▸ TASK INSTRUCTIONS:
Copy out all of the records below word for word, changing nothing.

==== DATA

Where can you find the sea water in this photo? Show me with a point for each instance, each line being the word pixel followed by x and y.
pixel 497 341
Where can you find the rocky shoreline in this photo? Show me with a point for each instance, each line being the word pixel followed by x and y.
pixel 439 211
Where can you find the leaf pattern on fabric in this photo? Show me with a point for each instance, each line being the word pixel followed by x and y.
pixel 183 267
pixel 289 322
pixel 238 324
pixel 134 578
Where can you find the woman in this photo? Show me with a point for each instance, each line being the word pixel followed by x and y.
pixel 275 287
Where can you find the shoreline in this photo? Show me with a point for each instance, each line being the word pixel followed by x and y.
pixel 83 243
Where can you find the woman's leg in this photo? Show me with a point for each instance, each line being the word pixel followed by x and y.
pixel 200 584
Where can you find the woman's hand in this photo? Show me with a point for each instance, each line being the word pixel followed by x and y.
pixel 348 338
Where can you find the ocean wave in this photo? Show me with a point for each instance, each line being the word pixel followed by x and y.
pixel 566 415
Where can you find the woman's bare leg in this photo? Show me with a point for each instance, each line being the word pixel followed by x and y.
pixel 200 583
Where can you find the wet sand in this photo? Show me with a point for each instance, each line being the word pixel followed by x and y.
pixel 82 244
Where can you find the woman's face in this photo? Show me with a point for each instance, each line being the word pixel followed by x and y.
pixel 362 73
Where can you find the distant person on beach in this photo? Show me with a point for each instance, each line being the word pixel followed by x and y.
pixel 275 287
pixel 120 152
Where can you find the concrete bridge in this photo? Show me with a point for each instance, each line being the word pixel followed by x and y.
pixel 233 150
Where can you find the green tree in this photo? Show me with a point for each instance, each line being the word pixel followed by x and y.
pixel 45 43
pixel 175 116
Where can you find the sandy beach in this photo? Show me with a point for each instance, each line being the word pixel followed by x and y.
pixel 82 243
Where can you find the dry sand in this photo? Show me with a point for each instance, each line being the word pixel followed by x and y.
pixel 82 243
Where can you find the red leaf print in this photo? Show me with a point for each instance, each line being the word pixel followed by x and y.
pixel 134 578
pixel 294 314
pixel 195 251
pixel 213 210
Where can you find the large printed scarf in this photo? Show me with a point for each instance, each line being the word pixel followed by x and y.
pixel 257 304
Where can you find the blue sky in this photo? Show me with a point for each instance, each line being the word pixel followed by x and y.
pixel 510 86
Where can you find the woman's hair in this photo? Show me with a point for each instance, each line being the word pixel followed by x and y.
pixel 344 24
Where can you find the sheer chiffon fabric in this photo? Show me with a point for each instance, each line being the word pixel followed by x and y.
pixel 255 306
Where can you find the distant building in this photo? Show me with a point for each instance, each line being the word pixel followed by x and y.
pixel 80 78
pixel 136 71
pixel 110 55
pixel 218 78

========

▸ EXERCISE SOLUTION:
Where can you find the sea water in this photo? Show me with a point for each instance, each line being the word pixel followed by x and y.
pixel 497 341
Where can you find the rocky shoreline in this photo? Show me with a point for each instance, each line being the word pixel followed by x and y.
pixel 439 211
Where can you find the leaf pattern on fabric in this photo? Show me with a point for each instance, each line being the word pixel followed by x and y.
pixel 183 267
pixel 289 322
pixel 238 324
pixel 134 578
Where can you find the woman in this photo? Show me with a point for each instance, each line being the word pixel followed by x and y.
pixel 275 287
Where can you find the shoreline in this photo? Show me with a point for each instance, each line being the word pixel followed by x and y.
pixel 83 243
Where can you find the woman's leg in this photo? Show me with a point for each instance, each line being the word pixel followed by x and y.
pixel 200 584
Where can you find the woman's hand in this photo? Show me with a point for each instance, each line being the word pixel followed by x and y.
pixel 348 338
Where can you find the ocean wave in this photo? Show me with a point for each instance, each line being the word pixel followed by x and y.
pixel 566 415
Where can you find the woman's bare leg in this photo? Show me with a point for each instance, each line being the word pixel followed by x and y.
pixel 200 583
Where can you find the wet sand in this photo? Show me with a point for each instance, each line being the word pixel followed by x and y.
pixel 82 244
Where can you find the woman's face in this photo? Show me with a point for each instance, each line being the word pixel followed by x and y.
pixel 362 73
Where can you find the distant person on beach in this photo? Show me with a point for each instance, each line being the word pixel followed by x and y.
pixel 275 287
pixel 120 152
Where can you find the concrete bridge in this photo? Show me with a point for each instance, each line being the word pixel followed by x and y.
pixel 233 150
Where can you find the green tree in this photo? Show me with a point for each instance, each line being the word pixel followed by x and y.
pixel 45 43
pixel 175 116
Where can you find the sandy beach in this photo? Show me with a point for each instance, each line being the word pixel followed by x and y.
pixel 82 243
Where can you find the dry sand in this photo? Show me with a point for each instance, each line being the word pixel followed by x and y.
pixel 82 243
Where can you find the red leaf print in this photo? Show me with a point for each instance, each line being the word pixel followed by x and y.
pixel 134 578
pixel 294 314
pixel 195 251
pixel 213 210
Where can you find the large printed scarf in this photo? Show me with a point for each instance, each line being the word pixel followed by x and y.
pixel 257 304
Where can you find the blue sky in this photo? Show me with a point for each instance, each line being the word pixel followed by x and y.
pixel 510 86
Where can you find the woman's hair in this photo? Show me with a point for each instance, each line being the word pixel followed by x and y.
pixel 344 24
Where can you find the sheer chiffon fabric in this photo? Show me with a point for each instance, each line being the word pixel followed by x and y.
pixel 255 306
Where can you find the distant building in this photo? Show me with a point for each instance, each line being the word pixel followed by x and y.
pixel 80 78
pixel 136 71
pixel 110 55
pixel 218 78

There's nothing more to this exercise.